● **Supplied material**:

════════

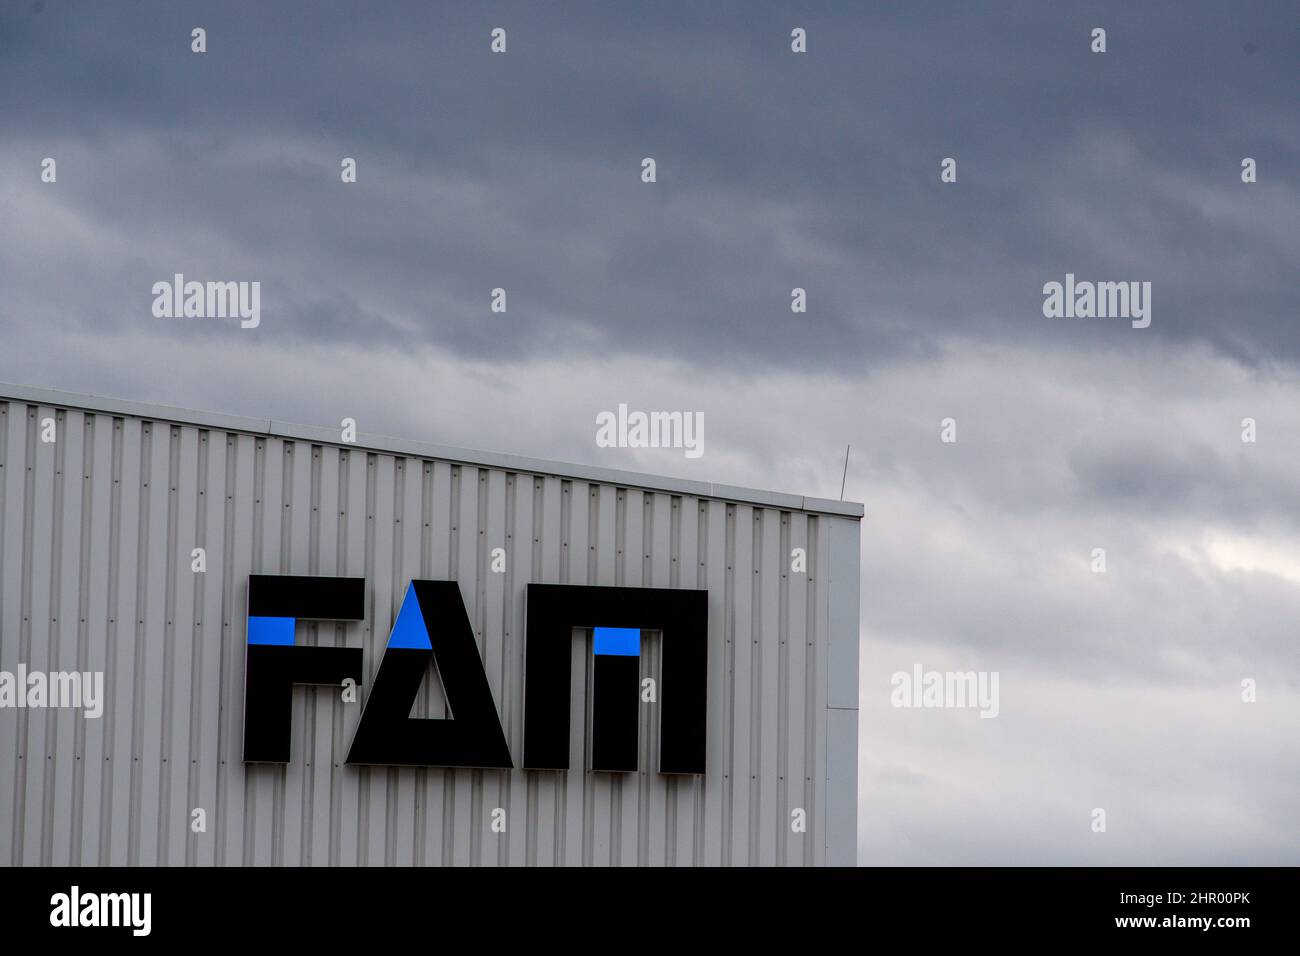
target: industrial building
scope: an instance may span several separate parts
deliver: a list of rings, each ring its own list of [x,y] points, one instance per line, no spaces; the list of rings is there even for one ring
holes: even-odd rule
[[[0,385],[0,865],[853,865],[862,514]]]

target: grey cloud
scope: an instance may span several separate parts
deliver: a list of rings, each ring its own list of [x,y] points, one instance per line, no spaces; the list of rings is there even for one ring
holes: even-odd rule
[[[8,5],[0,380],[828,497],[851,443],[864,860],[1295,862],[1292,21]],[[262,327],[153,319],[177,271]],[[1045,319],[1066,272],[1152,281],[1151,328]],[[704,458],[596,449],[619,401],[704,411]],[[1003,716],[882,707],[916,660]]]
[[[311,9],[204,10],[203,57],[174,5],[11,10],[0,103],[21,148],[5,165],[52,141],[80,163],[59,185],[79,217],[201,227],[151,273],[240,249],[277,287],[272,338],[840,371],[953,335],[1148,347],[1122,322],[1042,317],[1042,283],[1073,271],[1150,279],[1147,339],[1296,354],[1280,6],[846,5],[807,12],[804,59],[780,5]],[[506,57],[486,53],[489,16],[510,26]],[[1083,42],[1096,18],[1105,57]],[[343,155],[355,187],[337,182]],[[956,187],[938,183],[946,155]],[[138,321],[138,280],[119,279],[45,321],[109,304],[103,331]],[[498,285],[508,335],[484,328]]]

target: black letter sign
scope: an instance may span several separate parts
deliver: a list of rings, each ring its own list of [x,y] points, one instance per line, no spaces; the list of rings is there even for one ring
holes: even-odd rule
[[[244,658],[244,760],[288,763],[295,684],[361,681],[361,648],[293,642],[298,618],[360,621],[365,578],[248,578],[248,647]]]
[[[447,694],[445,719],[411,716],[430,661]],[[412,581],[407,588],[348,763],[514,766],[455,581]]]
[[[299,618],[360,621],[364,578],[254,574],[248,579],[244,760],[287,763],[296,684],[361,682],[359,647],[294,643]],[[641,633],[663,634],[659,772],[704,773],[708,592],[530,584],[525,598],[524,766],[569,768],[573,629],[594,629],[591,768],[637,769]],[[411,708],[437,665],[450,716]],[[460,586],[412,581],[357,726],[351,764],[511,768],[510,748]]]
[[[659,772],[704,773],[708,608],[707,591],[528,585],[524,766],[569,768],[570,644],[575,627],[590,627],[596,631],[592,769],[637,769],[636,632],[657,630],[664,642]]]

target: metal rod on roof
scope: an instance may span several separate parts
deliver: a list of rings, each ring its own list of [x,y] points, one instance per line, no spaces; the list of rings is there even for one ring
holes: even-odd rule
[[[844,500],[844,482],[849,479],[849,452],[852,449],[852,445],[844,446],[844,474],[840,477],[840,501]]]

════════

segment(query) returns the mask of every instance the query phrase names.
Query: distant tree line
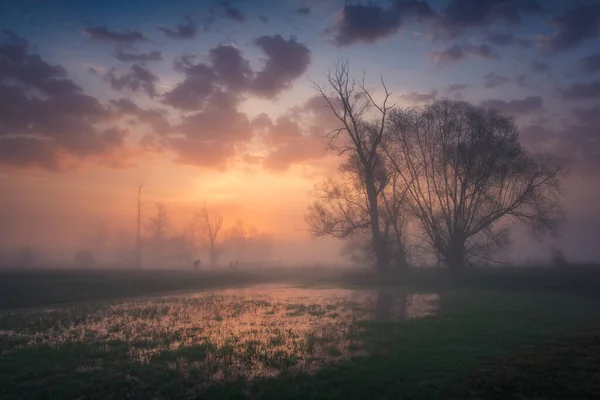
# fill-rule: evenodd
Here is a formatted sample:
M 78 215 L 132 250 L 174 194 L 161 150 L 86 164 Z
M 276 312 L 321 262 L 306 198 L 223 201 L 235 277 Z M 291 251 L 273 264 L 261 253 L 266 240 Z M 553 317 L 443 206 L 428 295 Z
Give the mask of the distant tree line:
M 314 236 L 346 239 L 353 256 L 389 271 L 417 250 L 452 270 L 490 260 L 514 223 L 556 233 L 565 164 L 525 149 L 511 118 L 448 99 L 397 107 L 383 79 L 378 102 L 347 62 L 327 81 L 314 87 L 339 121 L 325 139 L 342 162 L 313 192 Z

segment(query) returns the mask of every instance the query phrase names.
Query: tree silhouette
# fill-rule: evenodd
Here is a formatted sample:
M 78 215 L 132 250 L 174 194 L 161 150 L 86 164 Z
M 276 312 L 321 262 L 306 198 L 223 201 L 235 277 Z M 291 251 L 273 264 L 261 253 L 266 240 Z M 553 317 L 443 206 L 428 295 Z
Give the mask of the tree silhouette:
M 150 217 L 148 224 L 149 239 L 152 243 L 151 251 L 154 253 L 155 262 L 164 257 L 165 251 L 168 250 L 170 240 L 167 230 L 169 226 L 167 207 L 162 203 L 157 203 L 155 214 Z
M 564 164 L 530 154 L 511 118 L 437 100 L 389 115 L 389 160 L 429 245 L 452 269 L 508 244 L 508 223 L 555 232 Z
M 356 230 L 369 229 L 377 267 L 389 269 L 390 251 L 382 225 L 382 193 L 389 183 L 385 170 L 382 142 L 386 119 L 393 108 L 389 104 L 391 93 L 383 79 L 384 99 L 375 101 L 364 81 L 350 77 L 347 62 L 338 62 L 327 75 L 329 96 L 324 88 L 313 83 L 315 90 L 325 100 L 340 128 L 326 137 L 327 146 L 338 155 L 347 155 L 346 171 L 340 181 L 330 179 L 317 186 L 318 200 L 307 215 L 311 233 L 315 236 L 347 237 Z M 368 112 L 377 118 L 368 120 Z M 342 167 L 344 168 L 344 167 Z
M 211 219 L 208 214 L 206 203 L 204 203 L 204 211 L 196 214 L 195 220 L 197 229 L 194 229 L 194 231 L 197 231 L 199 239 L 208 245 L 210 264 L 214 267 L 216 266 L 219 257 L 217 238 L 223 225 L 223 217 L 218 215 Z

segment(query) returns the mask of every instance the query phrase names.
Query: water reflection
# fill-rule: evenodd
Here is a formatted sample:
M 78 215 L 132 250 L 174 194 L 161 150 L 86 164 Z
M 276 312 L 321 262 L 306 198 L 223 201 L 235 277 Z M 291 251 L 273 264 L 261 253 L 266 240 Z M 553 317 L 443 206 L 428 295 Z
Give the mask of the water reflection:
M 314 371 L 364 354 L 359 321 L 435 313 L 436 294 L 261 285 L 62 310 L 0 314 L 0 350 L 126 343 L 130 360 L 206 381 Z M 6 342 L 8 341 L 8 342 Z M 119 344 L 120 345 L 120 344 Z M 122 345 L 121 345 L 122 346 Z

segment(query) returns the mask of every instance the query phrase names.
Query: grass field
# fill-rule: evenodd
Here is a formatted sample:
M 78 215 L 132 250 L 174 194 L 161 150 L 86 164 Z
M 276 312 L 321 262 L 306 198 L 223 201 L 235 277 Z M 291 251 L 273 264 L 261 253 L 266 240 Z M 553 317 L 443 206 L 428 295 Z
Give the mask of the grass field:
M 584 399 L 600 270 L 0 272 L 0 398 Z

════════

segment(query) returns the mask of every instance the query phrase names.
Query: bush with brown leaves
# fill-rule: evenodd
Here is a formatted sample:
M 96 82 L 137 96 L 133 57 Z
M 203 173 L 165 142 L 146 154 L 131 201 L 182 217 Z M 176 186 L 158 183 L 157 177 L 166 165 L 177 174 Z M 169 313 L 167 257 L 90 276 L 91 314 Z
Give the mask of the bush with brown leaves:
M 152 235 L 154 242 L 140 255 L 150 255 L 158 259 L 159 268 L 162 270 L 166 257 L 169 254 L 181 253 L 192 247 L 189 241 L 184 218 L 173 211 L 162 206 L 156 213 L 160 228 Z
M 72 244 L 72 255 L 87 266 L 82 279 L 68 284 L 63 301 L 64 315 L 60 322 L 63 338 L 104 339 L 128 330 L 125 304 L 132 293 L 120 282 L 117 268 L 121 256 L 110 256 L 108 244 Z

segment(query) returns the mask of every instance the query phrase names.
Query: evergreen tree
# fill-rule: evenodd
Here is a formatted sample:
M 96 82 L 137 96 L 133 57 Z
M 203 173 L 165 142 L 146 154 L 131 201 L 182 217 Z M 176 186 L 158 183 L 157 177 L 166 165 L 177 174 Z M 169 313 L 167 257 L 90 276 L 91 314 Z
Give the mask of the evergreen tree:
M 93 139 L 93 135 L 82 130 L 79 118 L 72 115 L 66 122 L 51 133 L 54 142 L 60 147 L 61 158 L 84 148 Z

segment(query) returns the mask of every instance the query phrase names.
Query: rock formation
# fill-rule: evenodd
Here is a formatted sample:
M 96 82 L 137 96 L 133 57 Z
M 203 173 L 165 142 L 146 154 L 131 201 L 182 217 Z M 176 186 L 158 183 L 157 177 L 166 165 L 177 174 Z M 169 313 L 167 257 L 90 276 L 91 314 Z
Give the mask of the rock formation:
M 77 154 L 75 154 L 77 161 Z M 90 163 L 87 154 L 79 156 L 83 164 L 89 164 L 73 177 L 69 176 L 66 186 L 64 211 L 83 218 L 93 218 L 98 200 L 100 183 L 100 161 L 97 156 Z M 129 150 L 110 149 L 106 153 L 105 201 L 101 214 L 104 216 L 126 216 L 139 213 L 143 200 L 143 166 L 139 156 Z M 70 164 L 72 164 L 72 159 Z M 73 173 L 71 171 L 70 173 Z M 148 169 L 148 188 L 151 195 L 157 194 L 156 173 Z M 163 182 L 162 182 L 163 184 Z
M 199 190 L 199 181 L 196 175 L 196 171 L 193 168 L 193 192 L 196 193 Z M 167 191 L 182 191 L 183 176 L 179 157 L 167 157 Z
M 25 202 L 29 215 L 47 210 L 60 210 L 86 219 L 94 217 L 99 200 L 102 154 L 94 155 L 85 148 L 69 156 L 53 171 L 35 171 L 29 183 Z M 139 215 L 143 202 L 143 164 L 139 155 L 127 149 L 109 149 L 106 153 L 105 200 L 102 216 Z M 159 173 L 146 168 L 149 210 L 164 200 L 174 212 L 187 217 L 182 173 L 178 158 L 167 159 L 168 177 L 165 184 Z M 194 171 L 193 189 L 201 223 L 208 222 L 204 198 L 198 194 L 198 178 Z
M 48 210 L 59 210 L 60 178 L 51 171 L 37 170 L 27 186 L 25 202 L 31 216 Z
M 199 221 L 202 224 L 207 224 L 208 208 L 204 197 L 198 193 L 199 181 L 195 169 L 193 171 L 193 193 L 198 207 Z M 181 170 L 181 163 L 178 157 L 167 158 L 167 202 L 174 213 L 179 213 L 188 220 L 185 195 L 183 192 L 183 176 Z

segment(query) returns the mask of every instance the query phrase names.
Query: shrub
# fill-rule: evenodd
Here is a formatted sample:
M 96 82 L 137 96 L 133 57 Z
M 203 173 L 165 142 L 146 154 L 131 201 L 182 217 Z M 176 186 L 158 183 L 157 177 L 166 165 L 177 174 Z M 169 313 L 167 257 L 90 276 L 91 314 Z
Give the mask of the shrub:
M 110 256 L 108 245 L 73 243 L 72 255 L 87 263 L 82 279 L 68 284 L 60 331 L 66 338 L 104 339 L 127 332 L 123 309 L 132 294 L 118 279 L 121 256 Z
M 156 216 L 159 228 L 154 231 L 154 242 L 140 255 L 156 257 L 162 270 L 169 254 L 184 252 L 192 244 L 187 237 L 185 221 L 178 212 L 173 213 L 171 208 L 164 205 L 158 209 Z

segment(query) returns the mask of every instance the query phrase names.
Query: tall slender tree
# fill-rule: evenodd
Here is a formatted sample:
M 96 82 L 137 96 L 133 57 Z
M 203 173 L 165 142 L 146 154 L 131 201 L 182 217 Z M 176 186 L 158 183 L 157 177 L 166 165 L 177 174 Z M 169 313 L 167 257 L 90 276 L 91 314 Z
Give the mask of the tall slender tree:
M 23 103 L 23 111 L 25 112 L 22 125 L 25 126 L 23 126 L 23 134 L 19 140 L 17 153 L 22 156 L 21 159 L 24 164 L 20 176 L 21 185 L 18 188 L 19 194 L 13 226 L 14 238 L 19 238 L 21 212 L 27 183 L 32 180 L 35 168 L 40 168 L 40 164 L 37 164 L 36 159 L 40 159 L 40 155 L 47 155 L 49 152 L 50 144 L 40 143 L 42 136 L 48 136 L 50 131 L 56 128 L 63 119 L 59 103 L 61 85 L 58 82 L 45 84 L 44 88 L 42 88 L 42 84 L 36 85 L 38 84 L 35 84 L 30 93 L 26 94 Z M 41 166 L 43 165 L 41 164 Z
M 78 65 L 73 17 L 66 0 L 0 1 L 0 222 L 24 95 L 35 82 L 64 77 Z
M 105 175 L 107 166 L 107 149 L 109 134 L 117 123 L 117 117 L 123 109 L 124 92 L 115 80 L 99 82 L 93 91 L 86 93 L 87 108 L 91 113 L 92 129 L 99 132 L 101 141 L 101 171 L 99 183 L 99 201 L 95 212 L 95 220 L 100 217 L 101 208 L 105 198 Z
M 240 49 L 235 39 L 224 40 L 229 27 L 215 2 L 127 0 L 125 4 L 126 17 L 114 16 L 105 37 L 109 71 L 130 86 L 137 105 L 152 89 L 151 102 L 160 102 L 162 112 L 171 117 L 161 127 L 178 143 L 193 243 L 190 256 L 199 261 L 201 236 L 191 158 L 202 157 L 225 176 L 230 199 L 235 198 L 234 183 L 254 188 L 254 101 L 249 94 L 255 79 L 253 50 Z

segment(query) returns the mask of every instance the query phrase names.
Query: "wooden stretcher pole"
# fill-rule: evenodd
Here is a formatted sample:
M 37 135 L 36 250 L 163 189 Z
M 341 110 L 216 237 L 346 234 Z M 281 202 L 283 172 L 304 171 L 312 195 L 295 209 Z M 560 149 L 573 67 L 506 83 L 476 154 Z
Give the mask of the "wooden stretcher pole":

════════

● **Work required**:
Figure out the number of lines above in which the string "wooden" appears. Only the number should be given.

● **Your solution**:
2